____ Available data

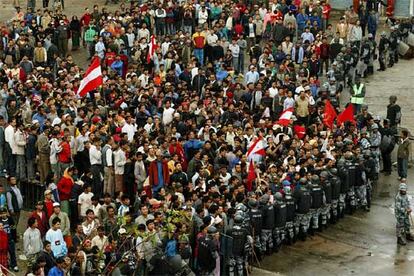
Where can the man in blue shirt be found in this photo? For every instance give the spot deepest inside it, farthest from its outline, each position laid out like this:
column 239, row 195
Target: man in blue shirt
column 57, row 270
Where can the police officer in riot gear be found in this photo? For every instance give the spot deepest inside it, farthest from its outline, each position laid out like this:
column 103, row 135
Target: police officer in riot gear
column 280, row 211
column 394, row 41
column 383, row 51
column 207, row 252
column 347, row 175
column 303, row 200
column 241, row 245
column 268, row 212
column 327, row 189
column 256, row 222
column 361, row 183
column 290, row 215
column 317, row 195
column 336, row 192
column 375, row 141
column 372, row 54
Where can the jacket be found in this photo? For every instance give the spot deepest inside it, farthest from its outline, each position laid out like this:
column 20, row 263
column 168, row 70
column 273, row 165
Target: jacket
column 404, row 149
column 65, row 185
column 20, row 142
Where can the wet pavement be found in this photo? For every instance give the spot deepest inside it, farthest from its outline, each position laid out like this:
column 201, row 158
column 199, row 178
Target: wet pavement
column 362, row 243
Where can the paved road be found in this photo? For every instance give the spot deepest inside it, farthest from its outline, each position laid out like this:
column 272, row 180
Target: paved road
column 364, row 243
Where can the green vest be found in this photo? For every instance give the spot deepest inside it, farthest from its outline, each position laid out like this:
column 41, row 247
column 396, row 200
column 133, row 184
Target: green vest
column 357, row 98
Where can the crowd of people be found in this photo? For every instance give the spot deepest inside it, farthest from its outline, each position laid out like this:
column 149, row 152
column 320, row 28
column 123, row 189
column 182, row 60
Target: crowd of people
column 177, row 165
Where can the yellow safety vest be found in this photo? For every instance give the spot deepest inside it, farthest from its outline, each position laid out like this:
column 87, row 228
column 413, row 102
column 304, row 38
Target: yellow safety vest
column 357, row 98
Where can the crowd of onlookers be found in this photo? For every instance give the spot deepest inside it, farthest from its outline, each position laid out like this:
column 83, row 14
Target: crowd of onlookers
column 154, row 162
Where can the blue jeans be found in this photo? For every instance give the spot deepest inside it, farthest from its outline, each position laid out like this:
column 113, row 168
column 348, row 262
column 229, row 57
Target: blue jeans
column 402, row 167
column 199, row 54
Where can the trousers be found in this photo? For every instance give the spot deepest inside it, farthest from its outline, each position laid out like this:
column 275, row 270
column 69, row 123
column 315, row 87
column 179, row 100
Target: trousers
column 236, row 266
column 315, row 217
column 109, row 180
column 403, row 226
column 361, row 194
column 402, row 166
column 267, row 239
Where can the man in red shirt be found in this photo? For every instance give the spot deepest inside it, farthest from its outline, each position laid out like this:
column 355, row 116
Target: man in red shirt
column 199, row 41
column 324, row 54
column 65, row 155
column 326, row 13
column 85, row 20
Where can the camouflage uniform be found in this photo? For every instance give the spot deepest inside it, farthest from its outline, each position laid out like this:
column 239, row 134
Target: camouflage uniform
column 402, row 216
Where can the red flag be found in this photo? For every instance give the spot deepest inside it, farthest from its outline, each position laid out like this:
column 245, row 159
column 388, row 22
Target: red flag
column 284, row 118
column 251, row 176
column 258, row 147
column 346, row 115
column 300, row 131
column 92, row 78
column 329, row 115
column 152, row 47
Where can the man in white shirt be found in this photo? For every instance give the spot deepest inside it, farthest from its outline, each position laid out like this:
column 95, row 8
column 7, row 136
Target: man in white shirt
column 129, row 128
column 202, row 15
column 119, row 163
column 252, row 76
column 85, row 200
column 235, row 52
column 167, row 114
column 107, row 162
column 144, row 79
column 95, row 157
column 144, row 33
column 10, row 158
column 100, row 240
column 273, row 91
column 212, row 38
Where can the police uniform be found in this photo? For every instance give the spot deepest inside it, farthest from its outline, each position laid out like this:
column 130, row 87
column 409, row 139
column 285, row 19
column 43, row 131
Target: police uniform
column 241, row 243
column 317, row 195
column 256, row 222
column 303, row 204
column 336, row 192
column 327, row 189
column 268, row 224
column 280, row 212
column 290, row 215
column 402, row 207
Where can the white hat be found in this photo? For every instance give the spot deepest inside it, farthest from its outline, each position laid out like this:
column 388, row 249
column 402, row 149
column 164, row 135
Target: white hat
column 56, row 121
column 122, row 231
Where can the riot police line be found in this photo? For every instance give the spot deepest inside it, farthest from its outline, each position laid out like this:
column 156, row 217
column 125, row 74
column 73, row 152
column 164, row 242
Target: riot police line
column 262, row 226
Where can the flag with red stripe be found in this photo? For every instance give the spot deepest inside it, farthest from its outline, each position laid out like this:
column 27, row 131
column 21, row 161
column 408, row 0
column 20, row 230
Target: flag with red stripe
column 92, row 78
column 251, row 176
column 152, row 47
column 285, row 117
column 258, row 147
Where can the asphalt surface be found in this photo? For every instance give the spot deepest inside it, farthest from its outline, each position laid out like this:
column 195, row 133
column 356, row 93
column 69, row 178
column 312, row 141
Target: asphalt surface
column 360, row 244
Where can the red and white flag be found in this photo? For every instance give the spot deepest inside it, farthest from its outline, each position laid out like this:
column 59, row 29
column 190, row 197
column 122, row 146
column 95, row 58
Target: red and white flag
column 251, row 176
column 152, row 47
column 284, row 118
column 92, row 78
column 257, row 147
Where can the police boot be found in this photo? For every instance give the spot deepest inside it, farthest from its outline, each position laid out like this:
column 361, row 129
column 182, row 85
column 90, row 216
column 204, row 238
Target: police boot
column 408, row 237
column 400, row 241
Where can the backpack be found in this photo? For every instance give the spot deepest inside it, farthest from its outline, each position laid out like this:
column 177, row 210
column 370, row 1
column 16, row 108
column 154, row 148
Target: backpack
column 398, row 116
column 387, row 142
column 89, row 34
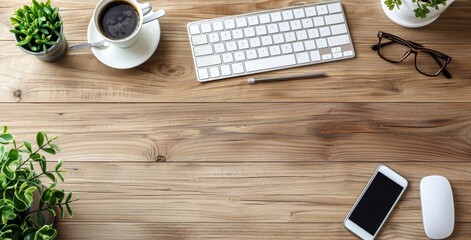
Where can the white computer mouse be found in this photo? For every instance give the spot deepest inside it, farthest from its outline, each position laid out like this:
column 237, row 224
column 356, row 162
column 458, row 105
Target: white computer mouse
column 438, row 211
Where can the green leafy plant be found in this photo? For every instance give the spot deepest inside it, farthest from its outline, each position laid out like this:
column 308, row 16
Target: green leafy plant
column 422, row 6
column 37, row 27
column 19, row 184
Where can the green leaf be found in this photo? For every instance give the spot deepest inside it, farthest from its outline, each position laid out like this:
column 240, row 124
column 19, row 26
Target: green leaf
column 28, row 146
column 40, row 138
column 50, row 151
column 69, row 210
column 6, row 138
column 58, row 165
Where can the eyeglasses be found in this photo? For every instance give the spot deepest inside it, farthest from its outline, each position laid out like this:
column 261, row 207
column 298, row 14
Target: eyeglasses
column 427, row 61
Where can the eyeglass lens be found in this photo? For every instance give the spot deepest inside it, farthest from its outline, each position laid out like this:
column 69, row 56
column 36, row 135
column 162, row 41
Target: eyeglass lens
column 396, row 50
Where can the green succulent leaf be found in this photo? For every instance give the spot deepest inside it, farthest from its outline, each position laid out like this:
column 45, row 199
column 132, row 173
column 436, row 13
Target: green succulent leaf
column 40, row 139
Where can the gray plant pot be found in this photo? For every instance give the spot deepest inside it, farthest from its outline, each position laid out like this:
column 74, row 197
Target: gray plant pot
column 54, row 52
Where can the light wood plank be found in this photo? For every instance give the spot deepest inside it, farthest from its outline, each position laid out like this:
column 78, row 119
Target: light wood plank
column 232, row 132
column 169, row 75
column 180, row 231
column 296, row 192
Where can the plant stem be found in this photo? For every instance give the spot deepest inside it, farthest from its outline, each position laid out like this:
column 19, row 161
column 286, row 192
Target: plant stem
column 44, row 209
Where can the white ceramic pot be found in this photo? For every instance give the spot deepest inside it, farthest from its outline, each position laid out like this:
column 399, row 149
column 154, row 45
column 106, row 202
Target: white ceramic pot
column 405, row 15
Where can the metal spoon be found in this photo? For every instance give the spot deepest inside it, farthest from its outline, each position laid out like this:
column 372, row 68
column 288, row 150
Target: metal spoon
column 101, row 44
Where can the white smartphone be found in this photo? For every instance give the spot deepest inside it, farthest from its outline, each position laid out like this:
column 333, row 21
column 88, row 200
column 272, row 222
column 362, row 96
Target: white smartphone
column 375, row 203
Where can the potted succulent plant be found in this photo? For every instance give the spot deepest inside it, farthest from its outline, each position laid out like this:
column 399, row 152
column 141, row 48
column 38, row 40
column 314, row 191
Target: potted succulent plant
column 26, row 198
column 38, row 30
column 414, row 13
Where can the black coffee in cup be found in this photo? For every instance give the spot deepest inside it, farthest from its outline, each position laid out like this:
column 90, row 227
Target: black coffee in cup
column 118, row 20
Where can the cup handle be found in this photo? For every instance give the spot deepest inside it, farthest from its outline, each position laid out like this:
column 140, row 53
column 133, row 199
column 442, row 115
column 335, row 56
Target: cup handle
column 146, row 7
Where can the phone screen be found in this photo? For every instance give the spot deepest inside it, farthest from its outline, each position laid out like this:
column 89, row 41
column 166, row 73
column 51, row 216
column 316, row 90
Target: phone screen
column 375, row 203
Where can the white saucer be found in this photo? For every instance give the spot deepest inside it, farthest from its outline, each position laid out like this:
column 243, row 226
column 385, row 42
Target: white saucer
column 124, row 58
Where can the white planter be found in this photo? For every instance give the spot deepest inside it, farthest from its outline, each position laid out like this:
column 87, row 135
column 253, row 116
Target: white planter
column 405, row 15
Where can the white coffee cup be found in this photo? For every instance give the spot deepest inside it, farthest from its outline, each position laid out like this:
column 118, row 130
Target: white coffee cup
column 144, row 14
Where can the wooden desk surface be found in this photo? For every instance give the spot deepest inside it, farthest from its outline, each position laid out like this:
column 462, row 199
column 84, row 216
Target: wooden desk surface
column 153, row 154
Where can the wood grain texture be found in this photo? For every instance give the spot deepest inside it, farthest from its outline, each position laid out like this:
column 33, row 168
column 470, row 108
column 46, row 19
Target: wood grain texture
column 268, row 192
column 232, row 132
column 153, row 154
column 288, row 231
column 168, row 76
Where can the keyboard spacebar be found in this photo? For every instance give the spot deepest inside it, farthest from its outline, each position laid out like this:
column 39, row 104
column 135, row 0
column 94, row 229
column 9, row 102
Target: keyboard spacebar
column 269, row 63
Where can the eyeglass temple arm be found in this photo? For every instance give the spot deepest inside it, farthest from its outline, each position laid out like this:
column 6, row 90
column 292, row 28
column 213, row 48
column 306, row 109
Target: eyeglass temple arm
column 444, row 71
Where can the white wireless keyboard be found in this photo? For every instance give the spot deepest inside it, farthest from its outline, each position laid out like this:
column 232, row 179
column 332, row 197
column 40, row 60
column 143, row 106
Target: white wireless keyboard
column 269, row 40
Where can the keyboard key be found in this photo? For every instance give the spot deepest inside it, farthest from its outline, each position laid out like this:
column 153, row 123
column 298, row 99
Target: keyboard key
column 287, row 15
column 302, row 57
column 276, row 17
column 301, row 35
column 249, row 32
column 237, row 68
column 214, row 72
column 338, row 40
column 243, row 44
column 298, row 47
column 273, row 28
column 278, row 38
column 336, row 49
column 263, row 52
column 227, row 58
column 219, row 48
column 231, row 46
column 321, row 43
column 255, row 42
column 203, row 50
column 270, row 63
column 286, row 48
column 326, row 56
column 241, row 22
column 299, row 13
column 208, row 60
column 225, row 36
column 295, row 25
column 307, row 23
column 264, row 18
column 310, row 11
column 199, row 40
column 261, row 30
column 348, row 53
column 217, row 26
column 266, row 40
column 237, row 34
column 251, row 54
column 253, row 20
column 284, row 26
column 206, row 27
column 203, row 73
column 338, row 29
column 315, row 56
column 334, row 7
column 290, row 37
column 230, row 24
column 324, row 31
column 194, row 29
column 322, row 9
column 334, row 19
column 274, row 50
column 213, row 37
column 225, row 70
column 337, row 55
column 310, row 44
column 313, row 33
column 239, row 56
column 318, row 21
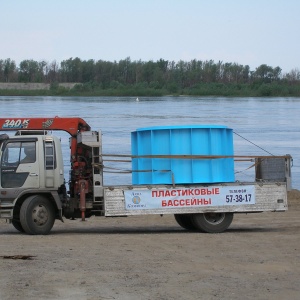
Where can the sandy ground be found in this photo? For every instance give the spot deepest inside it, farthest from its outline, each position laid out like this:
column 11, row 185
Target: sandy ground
column 258, row 257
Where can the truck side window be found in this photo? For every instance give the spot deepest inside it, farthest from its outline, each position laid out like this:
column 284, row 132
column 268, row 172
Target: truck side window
column 50, row 158
column 28, row 153
column 11, row 155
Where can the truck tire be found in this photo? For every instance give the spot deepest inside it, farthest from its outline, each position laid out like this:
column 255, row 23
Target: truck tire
column 212, row 222
column 37, row 215
column 184, row 220
column 17, row 225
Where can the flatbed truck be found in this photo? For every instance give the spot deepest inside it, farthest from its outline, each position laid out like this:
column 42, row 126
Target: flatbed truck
column 33, row 191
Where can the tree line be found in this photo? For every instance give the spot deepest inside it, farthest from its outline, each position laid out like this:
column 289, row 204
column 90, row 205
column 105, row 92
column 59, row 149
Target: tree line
column 173, row 77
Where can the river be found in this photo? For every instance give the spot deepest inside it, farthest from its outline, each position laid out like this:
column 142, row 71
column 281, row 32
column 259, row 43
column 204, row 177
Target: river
column 262, row 126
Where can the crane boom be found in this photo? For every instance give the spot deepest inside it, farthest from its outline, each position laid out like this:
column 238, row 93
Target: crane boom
column 72, row 125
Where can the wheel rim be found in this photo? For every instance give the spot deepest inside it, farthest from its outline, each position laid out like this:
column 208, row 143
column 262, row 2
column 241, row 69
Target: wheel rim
column 214, row 218
column 40, row 215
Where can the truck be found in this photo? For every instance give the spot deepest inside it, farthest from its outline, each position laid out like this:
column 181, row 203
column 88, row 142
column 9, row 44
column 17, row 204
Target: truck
column 34, row 192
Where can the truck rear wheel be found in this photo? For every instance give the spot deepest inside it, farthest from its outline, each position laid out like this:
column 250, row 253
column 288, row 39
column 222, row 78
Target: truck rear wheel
column 212, row 222
column 37, row 215
column 184, row 220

________

* [Your assignment]:
Every line from the one with "column 250, row 253" to the end of the records above should be returned exactly, and no other lines.

* [Written reply]:
column 250, row 253
column 288, row 39
column 222, row 78
Target: truck rear wheel
column 212, row 222
column 37, row 215
column 184, row 220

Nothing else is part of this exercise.